* [WHAT NEEDS TO BE DONE]:
Would you please copy all of the data exactly, skipping the images?

START TASK INPUT

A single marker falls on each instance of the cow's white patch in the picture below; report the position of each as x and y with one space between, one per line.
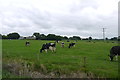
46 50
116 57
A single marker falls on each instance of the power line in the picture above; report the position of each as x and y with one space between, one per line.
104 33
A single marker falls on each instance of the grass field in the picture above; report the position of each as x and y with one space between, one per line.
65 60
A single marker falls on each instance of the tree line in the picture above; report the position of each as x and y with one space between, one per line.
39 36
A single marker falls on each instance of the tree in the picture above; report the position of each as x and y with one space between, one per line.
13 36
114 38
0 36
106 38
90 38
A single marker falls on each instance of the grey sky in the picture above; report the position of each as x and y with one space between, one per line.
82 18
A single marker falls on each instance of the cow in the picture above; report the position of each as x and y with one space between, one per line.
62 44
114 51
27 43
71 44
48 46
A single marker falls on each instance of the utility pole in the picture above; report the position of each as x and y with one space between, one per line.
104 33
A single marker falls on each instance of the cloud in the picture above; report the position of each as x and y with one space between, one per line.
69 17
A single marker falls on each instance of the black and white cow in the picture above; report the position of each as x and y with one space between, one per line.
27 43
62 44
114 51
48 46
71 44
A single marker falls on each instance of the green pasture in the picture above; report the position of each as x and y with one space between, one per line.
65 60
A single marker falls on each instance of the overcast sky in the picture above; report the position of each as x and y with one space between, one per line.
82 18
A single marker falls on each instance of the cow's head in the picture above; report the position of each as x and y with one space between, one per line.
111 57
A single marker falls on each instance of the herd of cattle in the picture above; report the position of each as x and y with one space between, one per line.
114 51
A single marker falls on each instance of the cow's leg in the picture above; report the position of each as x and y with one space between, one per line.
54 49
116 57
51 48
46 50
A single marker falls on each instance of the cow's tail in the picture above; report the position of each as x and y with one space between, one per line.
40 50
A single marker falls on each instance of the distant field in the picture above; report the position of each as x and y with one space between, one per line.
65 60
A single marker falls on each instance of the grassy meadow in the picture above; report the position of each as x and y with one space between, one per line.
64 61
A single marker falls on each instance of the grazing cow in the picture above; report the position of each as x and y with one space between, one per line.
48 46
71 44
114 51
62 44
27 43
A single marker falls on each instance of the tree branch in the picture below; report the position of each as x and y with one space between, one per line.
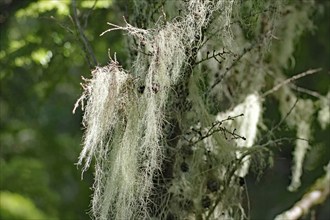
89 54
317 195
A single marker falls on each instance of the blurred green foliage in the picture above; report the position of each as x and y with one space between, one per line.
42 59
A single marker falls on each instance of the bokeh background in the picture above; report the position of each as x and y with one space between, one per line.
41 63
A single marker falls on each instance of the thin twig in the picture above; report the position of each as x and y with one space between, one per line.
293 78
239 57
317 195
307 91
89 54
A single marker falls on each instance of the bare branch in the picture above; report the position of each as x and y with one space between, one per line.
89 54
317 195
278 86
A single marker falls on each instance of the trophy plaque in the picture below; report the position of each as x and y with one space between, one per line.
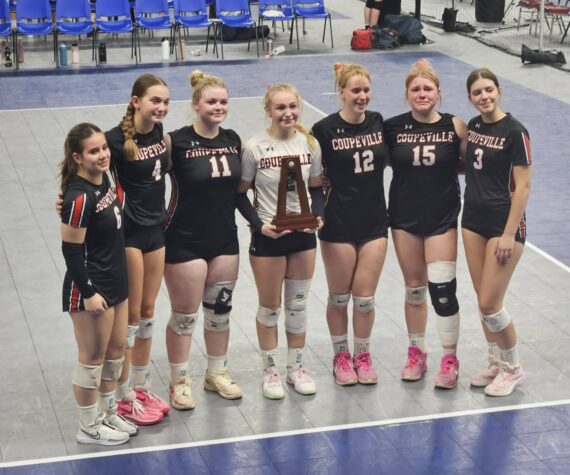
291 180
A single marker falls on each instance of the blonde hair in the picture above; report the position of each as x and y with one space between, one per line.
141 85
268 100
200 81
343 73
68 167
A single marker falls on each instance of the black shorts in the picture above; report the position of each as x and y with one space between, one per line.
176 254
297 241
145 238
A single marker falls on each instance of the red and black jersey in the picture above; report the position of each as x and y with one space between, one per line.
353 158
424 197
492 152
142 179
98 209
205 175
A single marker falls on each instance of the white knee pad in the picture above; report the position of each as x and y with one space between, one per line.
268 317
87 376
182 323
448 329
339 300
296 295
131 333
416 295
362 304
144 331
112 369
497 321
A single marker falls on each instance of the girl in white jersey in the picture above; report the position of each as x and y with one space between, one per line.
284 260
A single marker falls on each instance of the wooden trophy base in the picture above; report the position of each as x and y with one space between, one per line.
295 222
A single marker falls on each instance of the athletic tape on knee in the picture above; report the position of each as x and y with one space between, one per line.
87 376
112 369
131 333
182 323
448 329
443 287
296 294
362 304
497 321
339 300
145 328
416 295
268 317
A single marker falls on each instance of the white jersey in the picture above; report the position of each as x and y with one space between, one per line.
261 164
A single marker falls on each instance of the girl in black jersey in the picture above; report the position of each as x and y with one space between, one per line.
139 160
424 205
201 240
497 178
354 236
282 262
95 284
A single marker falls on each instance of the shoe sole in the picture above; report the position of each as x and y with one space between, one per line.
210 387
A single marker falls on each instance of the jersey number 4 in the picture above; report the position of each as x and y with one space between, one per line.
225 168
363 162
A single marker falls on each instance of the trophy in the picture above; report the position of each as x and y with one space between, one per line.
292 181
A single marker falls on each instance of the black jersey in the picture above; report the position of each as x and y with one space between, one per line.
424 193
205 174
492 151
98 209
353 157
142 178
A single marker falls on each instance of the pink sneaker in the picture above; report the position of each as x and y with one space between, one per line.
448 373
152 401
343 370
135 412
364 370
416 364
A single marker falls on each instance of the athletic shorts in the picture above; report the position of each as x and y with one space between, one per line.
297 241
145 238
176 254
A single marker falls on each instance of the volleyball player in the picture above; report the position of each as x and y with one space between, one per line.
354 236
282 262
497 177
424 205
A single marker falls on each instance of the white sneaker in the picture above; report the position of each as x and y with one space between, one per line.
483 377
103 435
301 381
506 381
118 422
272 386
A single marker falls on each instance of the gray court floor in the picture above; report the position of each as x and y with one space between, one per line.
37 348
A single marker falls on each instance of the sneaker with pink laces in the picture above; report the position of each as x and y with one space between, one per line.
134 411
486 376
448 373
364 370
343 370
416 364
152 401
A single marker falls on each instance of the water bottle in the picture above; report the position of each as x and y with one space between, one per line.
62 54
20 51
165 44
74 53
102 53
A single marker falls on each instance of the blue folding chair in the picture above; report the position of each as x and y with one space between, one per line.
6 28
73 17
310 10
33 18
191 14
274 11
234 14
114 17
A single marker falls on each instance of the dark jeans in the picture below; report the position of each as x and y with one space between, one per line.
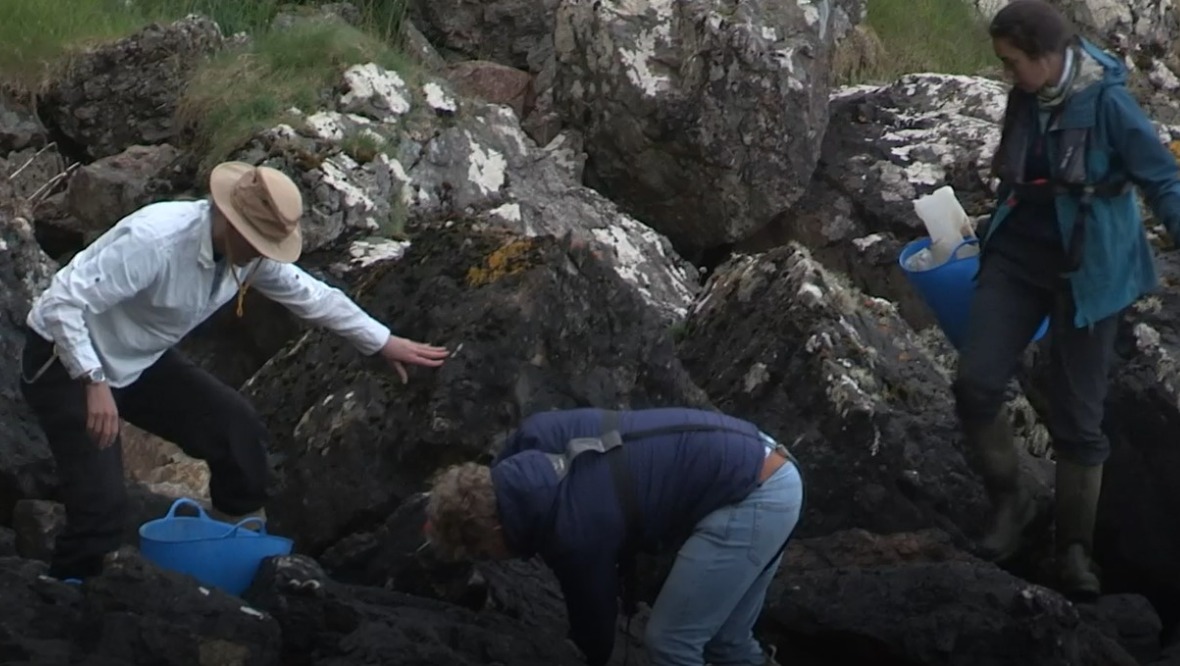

END TASK INPUT

* [RESPONSE TO THE TASK]:
A single marker falls on each instance of the cow's white patch in the picture below; report the position of each as x and y with one space between, one per line.
46 50
116 57
A single marker falls on each instance of the power line in the picture above; report the position of each as x and y with one space between, one per line.
104 33
A single marker falls on each instance of the grass field in the picture above; report the position of each as x and y with one space between, one per line.
65 60
A single marker falls on each instance of the tree line in the picture above; report the position of each as x and y with one space between, one per line.
39 36
A single marker falls on each instance of the tree in the picture above; report the position of each as x and y with one space between, one per line.
13 36
114 38
0 36
106 38
90 38
A single marker falls on each instance of the grey sky in the picture above; report the position of each as x and y with one space between, one per line.
82 18
A single marker falls on each instance of the cow in the picture above; report the position of each as x and y with one space between, one per line.
62 44
114 51
27 43
71 44
48 46
A single marker falls on each instance of the utility pole in the picture above; report the position of each as x and y with one space between, one per line.
104 33
A single marker falls on each instance of the cloud in the picture above; report the position of each as x and y with one space between, one per line.
69 17
A single marker falls on each instance of the black and white cow in the picture above; report the position of each as x and y with one space between, one per line.
27 43
62 44
114 51
48 46
71 44
A single marker falls on each instance of the green pasture in the picture above; report the position of each as x and y with one space between, one per line.
65 60
A single marker falls on each instance of the overcast sky in the picture above; report the position of each as x and y with one space between, one per line.
82 18
A single marker falls on each instance of the cow's head in the picture above; report the position of each as x and y with one space between, one per line.
111 57
A single marker falls on each instance of the herd of cattle in the picture above; report the position of each as x and y with one space between, one per line.
114 51
A single marker falls on each instance of the cow's leg in the picture above; report the position of each as x and y with one space between, one per line.
54 49
116 57
51 48
46 50
A single marker falls on each instance of the cow's tail in the picture above; report the position of each as x and y with one space between, one per line.
40 50
A single marker falls on each instance of the distant field in the picture above; report the position of each as x and y with one space between, one per line.
65 60
A single marker falls on each instance of the grassy meadow in the picture above; report the position of each as x and y with one space between, one per line.
64 61
A single marker falls on each instance of the grazing cow in the picture above; report the position of each as x and y with one space between, one per line.
48 46
71 44
114 51
62 44
27 43
A single marker falls on each instance of the tree branch in the picture below; report the position of each as x and y with one space between, one per line.
89 54
317 195
A single marker falls on each instance of the blurred green foliage in the picture above; report the position of each as x and y with one space between, one per line.
42 59
A single marker falls on each instance of the bokeh background in the picture above; report the position of each as x and y with one space between, one per line.
41 63
A single marker falls on each instance of the thin twig in the picture above; report the position of each as x and y with one space between, one per line.
293 78
239 57
317 195
307 91
89 54
A single marker falls on each instance of the bare branch in the picture above; report the position of each as x and y with one space between, one per line.
89 54
317 195
278 86
A single marker falls on each instance of the trophy plaque in the picture below; report the position of each as x and y with one space between, one per line.
291 180
A single marker falls on each instance of the blonde hair in the picture above; report the position of each as x and y with one space between, one per line.
141 85
268 100
200 81
343 73
68 167
A single marker falls on each instance of the black shorts in the picture above; report the position of each as x and y with one space between, one per line.
176 254
297 241
145 238
A single marker falls on each instance of the red and black jersey in the picture above; report the position of each as x and y with one space between, one per line.
353 158
424 197
492 152
142 179
98 209
205 175
A single marker falls on each instance of the white knee pad in the picture above; report the position of each as x and y with one space between, one per line.
268 317
87 376
182 323
448 329
339 300
296 295
131 333
416 295
362 304
144 331
112 369
497 321
A single marker falls on each instance of the girl in white jersey in the picture above; report the position of each as x and y with one space between, one per line.
284 260
A single marker falls on each instance of the wooden trophy base in the picture above; report the position of each as x and y with one space between, one per line.
295 222
A single marker falls on each instance of the athletic tape on knee in the picture above; report the position of each as x and y with one space between, one per line.
87 376
112 369
131 333
182 323
448 329
443 287
296 294
362 304
497 321
339 300
145 328
416 295
268 317
A single marker falls on each instance of the white jersey in the picture above; report the position of each as x and y with one space between, one per line.
261 164
A single marker falls on each instance of the girl in black jersey in the picture above; report the position of each as x and y with one space between, one per line.
139 160
424 205
201 240
497 178
354 236
282 262
95 284
A single marker falls on each instance of the shoe sole in the picture above; report the position of each as x and y with one space between, one per line.
210 387
A single marker falls on each instance of the jersey number 4 in the picture above; report the position of each as x and y with one space between, one per line.
225 168
363 162
A single marker falls on each instance of the trophy in the picture above; report the position of each as x and y with one space between, one per line.
292 181
A single marker falls on each instance of the black jersey in the picture above; report the position of each as x and y with one space between, one per line.
424 193
205 174
492 151
98 209
353 157
142 178
A single marker falls on each instance of the pink sneaker in the picture above; report the position of each as x and y with one space between, one per line.
448 373
152 401
343 370
135 412
364 370
416 364
A single marker falls on each instance of the athletic shorts in the picture above; report the position of each as x and y with one space between, one per line.
297 241
145 238
176 254
A single marker falls on each instance of the volleyball player in the picture above; report the position of each as x and y with one space between, one per line.
354 236
282 262
497 177
424 205
A single marker falls on each instance of the white sneaker in the picture above; report the position of each as x and y with one space between, one per line.
483 377
103 435
301 381
506 381
118 422
272 386
A single marker falls on each instance of the gray court floor in the picture above; report the position of each as x and y with one space between, one per line.
37 348
A single marker falls on each instance of the sneaker with pink laces in the picture above; report the position of each as x and y with one space between, one per line.
134 411
486 376
448 373
364 370
343 370
416 364
152 401
A single marker falls on each instance of the water bottle in the picture above; report the position of each as x and y with one space between, one per line.
62 54
20 51
165 44
74 53
102 53
A single marker falls on each instance of the blue folding chair in the picture above; report the position of each as x and y with one space between, one per line.
6 28
73 17
310 10
33 18
191 14
274 11
234 14
114 17
A single marker falls on each instance of the dark jeans in the picture below; report the position of each as x and y with one space between, one per line.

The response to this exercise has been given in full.